Ausgewählte Passage
######

35 Jahre lang war Karla Cichowski-Rehm die Leiterin der Kita in Angenrod, jetzt muss sie sich von ihrem Team und ihren Kleinen verabschieden.

Doch es habe sich auch viel verändert in den 35 Jahren. Als sie im September 1984 die Stelle annahm, hatte sie anfangs noch eine Gruppenleiterfunktion inne, viel direkten Kontakt mit den kleinen Kindern. „Irgendwann sind die Aufgaben immer mehr geworden. Ich wusste, dass wenn ich in der Gruppe bin, im Büro etwas liegen bleibt“. Die Arbeit mit den Kindern blieb bei all den organisatorischen Sachen allerdings ein wenig auf der Strecke, gerade auf emotionaler Ebene. Dennoch, für sie ist ihr Job eben nicht nur Arbeit, sondern ihre Berufung, von der sie sich nur schwer trennen kann und will.

Ein enormer Zeitrahmen

„Die Kinder sind teilweise elf Stunden hier im Kindergarten, da ist Zuwendung sehr wichtig“, betont Cichowski-Rehm. Als sie ihren Job angetreten ist, war das nicht so. Da hatte die Kita von 8.30 Uhr bis 12 und von 14 bis 17 Uhr auf. Seit vergangenem Jahr wurden die Öffnungszeiten ausgeweitet. Aktuell hat die Kita von 7.01 Uhr bis 18 Uhr geöffnet. „Das ist ein enormer Zeitrahmen, der abgedeckt werden muss“. Es sind aber nicht nur die Öffnungszeiten, die sich in all den Jahren verändert haben, sondern auch pflegerische Aufgaben wie Windeln wechseln und füttern, die hinzukamen, das Mittagessen, das es vorher nicht gab. „Man hat auch immer mehr Kinder mit Problemen in der Entwicklung. Früher wusste man beispielsweise nicht, was ein Logopäde ist, heute ist das überhaupt nichts neues zu einem zu gehen“, erklärt sie.

Dann wird sie ruhig, atmet tief ein und blickt aus dem Fenster. „Ich habe hier so viele Generationen erlebt. Dieser Ort ist Heimat für mich geworden“. Ihre Stimme zittert, eine Träne läuft ihr über die Wange. Sie dreht sich um, wischt sich die Tränen aus dem Gesicht und schnäuzt in ein Taschentuch. Sie braucht einen Moment, um sich wieder zu fangen. Doch es klappt nicht. Es geht ihr zu nah, all das, was sie in den vergangenen Jahren erlebt hat und was sie bald missen wird. Es bricht aus ihr heraus. Sie kann ihre Tränen nicht mehr zurückhalten. „Das Vertrauen, dass dir geschenkt wird, es ist einfach immer wieder ein Wunder. Man bekommt hier so viel zurück, ich würde das nirgendswo anders finden“, sagt sie schluchzend.

######

(Gespeicherte Dateneinträge)
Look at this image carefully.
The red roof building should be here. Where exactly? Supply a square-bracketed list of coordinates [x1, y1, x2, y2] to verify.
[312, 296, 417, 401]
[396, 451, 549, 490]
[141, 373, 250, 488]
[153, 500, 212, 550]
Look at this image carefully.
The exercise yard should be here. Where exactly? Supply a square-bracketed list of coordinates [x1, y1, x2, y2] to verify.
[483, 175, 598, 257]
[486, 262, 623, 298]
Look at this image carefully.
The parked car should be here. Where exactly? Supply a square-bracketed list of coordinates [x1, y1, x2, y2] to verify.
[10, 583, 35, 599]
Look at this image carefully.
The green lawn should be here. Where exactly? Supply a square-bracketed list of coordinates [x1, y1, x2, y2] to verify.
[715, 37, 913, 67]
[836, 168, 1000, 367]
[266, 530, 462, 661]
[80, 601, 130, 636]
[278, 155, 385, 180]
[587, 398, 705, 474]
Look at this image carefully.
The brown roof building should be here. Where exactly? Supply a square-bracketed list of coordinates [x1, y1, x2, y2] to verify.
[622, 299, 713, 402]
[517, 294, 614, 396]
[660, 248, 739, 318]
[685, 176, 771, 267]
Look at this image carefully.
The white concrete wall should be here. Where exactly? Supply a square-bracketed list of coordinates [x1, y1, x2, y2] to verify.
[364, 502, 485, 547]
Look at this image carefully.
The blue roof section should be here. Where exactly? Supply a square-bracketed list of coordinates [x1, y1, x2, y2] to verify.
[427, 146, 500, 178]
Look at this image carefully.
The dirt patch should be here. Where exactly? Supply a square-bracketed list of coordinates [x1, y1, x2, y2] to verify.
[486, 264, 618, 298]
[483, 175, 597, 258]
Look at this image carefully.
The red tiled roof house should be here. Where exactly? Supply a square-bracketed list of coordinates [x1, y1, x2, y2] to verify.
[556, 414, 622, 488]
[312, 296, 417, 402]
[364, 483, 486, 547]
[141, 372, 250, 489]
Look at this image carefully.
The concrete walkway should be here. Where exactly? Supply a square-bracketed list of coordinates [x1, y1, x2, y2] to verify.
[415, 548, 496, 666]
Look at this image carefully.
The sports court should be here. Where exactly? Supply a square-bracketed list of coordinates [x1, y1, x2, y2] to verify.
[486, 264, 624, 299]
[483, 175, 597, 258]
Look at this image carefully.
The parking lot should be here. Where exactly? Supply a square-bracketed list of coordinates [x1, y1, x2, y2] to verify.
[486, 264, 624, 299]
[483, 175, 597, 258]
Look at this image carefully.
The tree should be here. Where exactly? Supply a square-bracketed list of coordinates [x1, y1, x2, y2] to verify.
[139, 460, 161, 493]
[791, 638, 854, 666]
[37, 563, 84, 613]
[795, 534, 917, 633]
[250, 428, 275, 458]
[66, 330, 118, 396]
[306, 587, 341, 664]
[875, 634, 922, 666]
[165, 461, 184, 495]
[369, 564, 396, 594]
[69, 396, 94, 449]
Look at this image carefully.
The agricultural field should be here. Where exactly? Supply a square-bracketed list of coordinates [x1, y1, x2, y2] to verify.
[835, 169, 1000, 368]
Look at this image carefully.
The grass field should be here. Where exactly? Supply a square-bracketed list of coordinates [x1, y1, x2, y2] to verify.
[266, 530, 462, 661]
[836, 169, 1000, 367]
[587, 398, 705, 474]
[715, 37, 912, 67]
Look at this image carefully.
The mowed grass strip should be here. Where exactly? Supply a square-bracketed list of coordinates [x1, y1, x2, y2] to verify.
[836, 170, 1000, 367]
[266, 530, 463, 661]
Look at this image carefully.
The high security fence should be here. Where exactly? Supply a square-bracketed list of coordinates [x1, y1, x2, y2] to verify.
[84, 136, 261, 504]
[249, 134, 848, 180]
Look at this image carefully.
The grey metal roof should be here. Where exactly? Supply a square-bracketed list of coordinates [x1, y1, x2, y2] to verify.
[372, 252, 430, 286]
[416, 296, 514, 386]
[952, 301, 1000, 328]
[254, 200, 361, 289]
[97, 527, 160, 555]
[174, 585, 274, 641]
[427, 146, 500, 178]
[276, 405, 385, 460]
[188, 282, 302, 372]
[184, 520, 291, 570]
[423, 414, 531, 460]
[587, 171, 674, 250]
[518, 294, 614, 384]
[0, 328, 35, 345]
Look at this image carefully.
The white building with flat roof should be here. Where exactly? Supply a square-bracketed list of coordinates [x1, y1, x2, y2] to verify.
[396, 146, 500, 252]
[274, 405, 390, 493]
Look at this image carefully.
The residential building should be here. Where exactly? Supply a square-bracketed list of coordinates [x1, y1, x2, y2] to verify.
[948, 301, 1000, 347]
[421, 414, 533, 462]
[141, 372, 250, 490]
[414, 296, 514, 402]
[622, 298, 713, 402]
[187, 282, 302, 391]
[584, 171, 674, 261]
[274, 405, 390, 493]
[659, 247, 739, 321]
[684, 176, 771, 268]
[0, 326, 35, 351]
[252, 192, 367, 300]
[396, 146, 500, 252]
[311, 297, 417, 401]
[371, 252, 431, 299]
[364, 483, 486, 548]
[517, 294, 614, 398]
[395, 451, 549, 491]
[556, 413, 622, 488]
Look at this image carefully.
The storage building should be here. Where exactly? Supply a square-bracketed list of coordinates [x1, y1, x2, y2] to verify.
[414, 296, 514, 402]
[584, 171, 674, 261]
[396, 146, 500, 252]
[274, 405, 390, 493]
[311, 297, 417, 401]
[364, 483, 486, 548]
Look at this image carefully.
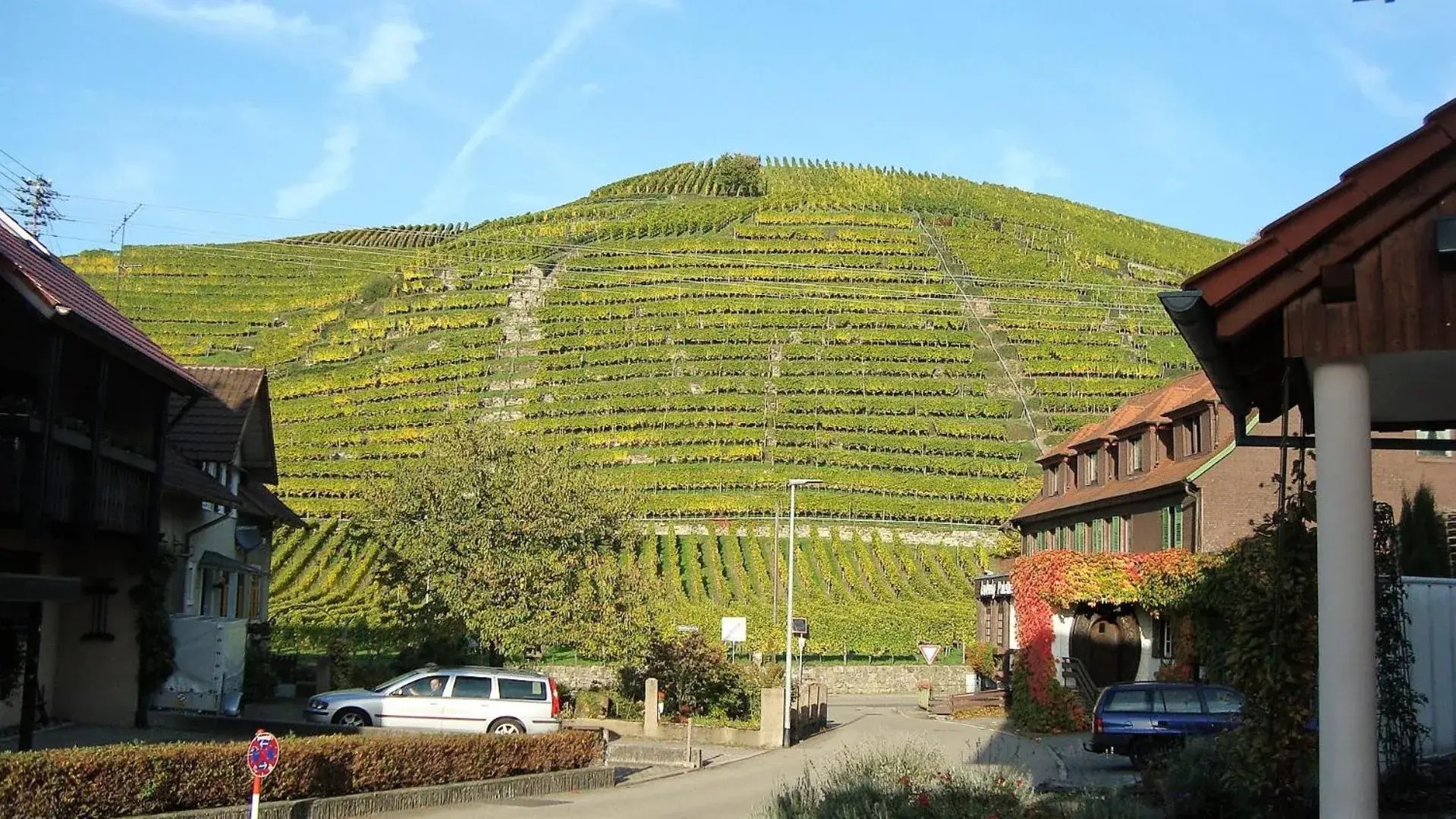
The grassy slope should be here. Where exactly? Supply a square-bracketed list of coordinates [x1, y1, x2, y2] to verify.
[62, 162, 1231, 637]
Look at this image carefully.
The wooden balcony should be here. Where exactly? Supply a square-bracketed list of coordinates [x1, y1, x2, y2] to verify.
[0, 416, 156, 534]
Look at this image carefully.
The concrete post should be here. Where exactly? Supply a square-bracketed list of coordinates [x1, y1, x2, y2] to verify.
[759, 688, 785, 748]
[642, 676, 658, 736]
[1313, 361, 1379, 819]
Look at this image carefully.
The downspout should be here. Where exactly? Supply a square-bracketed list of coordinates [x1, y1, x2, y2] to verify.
[1158, 290, 1250, 419]
[168, 396, 198, 432]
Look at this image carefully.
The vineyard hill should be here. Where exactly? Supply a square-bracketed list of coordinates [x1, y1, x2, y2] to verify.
[68, 155, 1234, 642]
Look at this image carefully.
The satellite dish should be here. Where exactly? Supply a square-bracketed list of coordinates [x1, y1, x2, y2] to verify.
[233, 526, 263, 551]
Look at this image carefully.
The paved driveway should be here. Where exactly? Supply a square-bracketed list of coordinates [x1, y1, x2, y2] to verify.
[373, 697, 1061, 819]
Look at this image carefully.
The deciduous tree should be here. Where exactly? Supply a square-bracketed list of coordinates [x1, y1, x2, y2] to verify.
[355, 425, 651, 657]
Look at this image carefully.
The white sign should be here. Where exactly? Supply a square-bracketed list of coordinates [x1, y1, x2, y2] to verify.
[981, 580, 1011, 598]
[724, 617, 748, 643]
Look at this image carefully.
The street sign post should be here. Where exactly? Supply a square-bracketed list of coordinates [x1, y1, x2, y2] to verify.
[247, 729, 278, 819]
[722, 617, 748, 643]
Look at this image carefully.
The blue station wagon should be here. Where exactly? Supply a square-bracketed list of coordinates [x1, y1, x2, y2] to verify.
[1083, 682, 1244, 767]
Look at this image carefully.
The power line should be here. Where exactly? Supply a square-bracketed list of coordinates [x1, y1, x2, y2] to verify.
[6, 174, 63, 236]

######

Herausforderungen
1. Beantworte drei Fragen zum Text über die Kita in Angenrod:
(a) In welchem Monat und Jahr nahm Karla Cichowski-Rehm die Stelle an?
(b) Zu welchen Uhrzeiten hat die Kita aktuell geöffnet?
(c) Wie viele Stunden sind die Kinder laut Cichowski-Rehm teilweise im Kindergarten?
2. Gib bitte aus dem Text über die Kita in Angenrod den Abschnitt von „35 Jahre lang“ bis einschließlich „kann und will.“ wortgetreu wieder.

Lösungen zu Aufgaben
1.
(a) Im September 1984.
(b) Von 7.01 Uhr bis 18 Uhr.
(c) Elf Stunden.

2.
35 Jahre lang war Karla Cichowski-Rehm die Leiterin der Kita in Angenrod, jetzt muss sie sich von ihrem Team und ihren Kleinen verabschieden.

Doch es habe sich auch viel verändert in den 35 Jahren. Als sie im September 1984 die Stelle annahm, hatte sie anfangs noch eine Gruppenleiterfunktion inne, viel direkten Kontakt mit den kleinen Kindern. „Irgendwann sind die Aufgaben immer mehr geworden. Ich wusste, dass wenn ich in der Gruppe bin, im Büro etwas liegen bleibt“. Die Arbeit mit den Kindern blieb bei all den organisatorischen Sachen allerdings ein wenig auf der Strecke, gerade auf emotionaler Ebene. Dennoch, für sie ist ihr Job eben nicht nur Arbeit, sondern ihre Berufung, von der sie sich nur schwer trennen kann und will.